Write out every line of the material exactly as it appears.

★ ★ ★ ★

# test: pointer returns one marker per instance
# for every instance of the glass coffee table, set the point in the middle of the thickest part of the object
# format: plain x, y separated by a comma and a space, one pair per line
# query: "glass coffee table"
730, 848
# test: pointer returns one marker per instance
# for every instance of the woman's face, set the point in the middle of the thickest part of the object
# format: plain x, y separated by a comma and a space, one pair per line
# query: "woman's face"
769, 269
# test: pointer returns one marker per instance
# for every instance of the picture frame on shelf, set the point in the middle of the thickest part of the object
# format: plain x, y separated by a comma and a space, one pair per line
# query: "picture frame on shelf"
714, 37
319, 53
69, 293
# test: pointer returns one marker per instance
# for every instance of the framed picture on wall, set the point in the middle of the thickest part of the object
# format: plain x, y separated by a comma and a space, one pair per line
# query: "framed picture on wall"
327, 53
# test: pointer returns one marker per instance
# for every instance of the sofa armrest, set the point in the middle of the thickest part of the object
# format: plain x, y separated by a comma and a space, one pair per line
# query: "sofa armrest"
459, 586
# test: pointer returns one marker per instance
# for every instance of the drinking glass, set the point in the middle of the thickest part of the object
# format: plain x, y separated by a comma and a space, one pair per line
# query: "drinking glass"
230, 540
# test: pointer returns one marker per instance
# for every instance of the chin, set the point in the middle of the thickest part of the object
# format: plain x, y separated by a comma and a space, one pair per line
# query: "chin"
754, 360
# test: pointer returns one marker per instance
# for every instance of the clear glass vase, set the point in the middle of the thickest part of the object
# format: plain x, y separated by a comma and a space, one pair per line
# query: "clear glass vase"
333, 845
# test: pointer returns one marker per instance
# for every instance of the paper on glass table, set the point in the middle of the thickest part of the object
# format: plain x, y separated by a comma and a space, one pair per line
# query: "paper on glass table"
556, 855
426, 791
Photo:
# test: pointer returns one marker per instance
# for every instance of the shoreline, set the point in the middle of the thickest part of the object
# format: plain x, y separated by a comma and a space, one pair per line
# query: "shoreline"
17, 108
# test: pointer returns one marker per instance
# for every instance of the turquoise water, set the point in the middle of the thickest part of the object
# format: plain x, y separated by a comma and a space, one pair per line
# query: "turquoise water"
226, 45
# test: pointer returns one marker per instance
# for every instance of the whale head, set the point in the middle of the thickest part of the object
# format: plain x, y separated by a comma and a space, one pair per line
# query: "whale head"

★ ★ ★ ★

▸ OUTPUT
# test: pointer returns one marker per instance
# for every instance of the glass coffee table, set the point in the middle of the thickest part of the object
# format: plain x, y separated by a comma and a space, one pair per line
# query: "glass coffee table"
730, 848
# test: pointer returns one marker per instance
# for every instance of the woman's face, set the point in the middle of the thickest part of the object
# format: plain x, y separated by a comma and a space, one pair per line
# query: "woman's face"
769, 269
# test: pointer returns one marker per instance
# for every instance of the picture frame on shelf, set the point in the middle of the thickest part of the object
# format: plain x, y separated by a comma and a space, one pair per line
# query: "picture frame on shelf"
714, 37
319, 53
69, 293
# test: pointer returns one marker per instance
# for every instance of the framed picture on wall, set the point in the middle of the thickest part of the object
# format: plain x, y separated by a comma and a space, one pair per line
# query: "framed picture on wall"
327, 53
# test: pointer returns one marker per instance
# for every instance of the sofa armrest, set the point in the middle of the thickest part of the object
# format: plain x, y separated by a comma and a space, one pair per line
# query: "sofa armrest"
459, 586
# test: pointer returns one marker per instance
# for every instance of the drinking glass, set the point in the middle of the thickest part of the object
# format: plain x, y separated by a comma and a space, one pair per line
# query: "drinking glass"
230, 540
# test: pointer returns one marker per instance
# for every instance of the chin, set the point in the middle of the thickest part of the object
# format: plain x, y separated by a comma and a space, one pair per line
# query: "chin"
754, 360
# test: pointer returns one marker per instance
# for every instance of the clear glass vase, set the point in the middle of the thickest part of the object
# format: plain x, y separated by a comma and a space, one pair per line
# query: "clear glass vase"
333, 845
# test: pointer returns one marker per instance
# for every instance of the paper on glass table, set the point in the middle of the thickest part of the object
# format: plain x, y separated by a comma and a space, one pair per line
# query: "paper on glass table"
556, 855
426, 791
Photo:
# test: pointer returns one marker per instance
# for every instance of the shoreline, set the point in the middle of the thickest part of the object
# format: plain x, y separated by a comma and a space, one pair per line
# query: "shoreline"
17, 108
# test: pointer returns one marker per instance
# for every instance of the turquoise water, set the point in the middle of the thickest part of the object
# format: plain x, y separated by a comma and a space, one pair per line
# query: "turquoise water"
226, 45
# test: pointer returns one marker per instance
# for every instance of the whale head, set the point in the middle of the thickest part of the object
# format: plain x, y separated by a comma and a space, one pair per line
# query: "whale head"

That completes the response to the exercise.